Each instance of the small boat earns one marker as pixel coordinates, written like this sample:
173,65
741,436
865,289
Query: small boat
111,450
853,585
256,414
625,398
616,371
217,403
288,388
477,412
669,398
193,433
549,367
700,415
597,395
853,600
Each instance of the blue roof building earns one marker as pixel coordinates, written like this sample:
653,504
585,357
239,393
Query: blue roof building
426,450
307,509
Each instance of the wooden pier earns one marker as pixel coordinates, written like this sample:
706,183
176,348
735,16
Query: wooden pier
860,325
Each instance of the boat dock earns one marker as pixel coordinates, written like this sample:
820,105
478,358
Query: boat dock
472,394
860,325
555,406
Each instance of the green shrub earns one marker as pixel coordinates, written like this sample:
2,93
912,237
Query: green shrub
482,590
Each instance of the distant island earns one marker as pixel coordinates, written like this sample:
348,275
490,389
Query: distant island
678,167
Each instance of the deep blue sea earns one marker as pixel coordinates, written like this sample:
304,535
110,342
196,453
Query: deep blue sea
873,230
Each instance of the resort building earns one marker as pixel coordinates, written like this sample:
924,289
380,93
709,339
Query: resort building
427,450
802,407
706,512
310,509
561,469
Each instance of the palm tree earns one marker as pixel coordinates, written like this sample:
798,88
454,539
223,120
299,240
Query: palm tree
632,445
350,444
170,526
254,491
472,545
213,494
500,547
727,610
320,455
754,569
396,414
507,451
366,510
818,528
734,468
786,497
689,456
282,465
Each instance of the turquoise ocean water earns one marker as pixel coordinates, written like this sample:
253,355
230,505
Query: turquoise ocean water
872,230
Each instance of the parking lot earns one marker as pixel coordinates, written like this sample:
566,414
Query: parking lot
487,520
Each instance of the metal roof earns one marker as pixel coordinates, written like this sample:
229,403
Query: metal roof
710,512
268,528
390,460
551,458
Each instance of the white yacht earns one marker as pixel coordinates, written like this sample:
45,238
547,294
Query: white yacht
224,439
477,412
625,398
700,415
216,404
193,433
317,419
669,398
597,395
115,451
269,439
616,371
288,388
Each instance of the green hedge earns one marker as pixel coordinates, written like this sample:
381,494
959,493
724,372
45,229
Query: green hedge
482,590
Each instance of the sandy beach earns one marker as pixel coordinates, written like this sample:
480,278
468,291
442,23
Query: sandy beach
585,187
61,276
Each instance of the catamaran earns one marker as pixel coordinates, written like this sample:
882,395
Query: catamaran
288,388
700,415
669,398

──────────

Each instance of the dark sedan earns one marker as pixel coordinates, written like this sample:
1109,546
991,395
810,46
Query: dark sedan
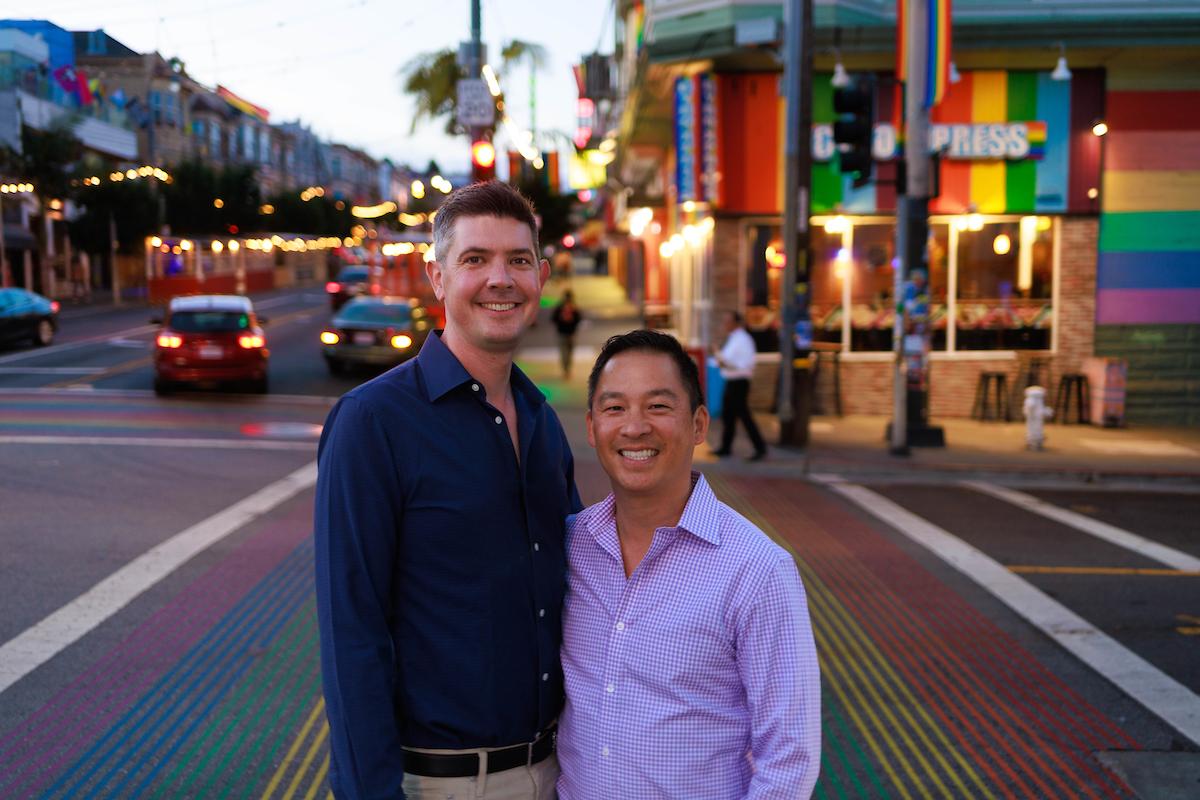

──────────

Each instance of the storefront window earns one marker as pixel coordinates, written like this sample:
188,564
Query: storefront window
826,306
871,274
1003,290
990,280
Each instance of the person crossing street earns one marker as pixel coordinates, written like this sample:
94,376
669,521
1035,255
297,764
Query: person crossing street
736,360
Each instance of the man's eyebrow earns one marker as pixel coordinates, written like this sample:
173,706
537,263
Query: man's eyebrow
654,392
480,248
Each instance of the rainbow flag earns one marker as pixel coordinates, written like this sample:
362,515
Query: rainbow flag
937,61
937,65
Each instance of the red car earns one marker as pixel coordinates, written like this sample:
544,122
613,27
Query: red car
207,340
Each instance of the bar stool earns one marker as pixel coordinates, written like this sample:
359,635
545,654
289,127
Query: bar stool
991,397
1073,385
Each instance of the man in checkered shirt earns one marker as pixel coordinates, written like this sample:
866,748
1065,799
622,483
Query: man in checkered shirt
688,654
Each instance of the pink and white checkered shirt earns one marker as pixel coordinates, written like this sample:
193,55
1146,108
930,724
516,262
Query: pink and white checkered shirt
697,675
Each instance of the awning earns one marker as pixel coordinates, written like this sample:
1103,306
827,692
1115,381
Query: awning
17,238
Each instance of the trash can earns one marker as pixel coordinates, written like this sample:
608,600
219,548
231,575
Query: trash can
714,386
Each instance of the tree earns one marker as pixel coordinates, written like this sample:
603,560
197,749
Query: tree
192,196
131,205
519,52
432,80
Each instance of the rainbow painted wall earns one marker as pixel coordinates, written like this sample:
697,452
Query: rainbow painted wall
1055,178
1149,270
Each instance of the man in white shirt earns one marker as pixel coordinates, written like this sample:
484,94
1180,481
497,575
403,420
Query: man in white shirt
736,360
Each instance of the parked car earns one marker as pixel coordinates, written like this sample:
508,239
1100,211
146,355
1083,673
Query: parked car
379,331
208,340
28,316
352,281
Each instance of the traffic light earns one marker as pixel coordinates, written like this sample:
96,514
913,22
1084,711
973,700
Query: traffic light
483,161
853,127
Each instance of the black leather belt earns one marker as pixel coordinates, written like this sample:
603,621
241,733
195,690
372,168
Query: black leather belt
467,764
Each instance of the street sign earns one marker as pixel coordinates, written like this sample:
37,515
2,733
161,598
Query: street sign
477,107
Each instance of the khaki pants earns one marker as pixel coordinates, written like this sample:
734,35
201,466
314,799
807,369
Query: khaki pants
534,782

──────────

_Exercise directions_. Show every line of the data in which the word "sedan" appears.

_Output of the task_.
Each instance of the dark sedan earns one marker as pixel coordinates, written like this sample:
Query: dark sedan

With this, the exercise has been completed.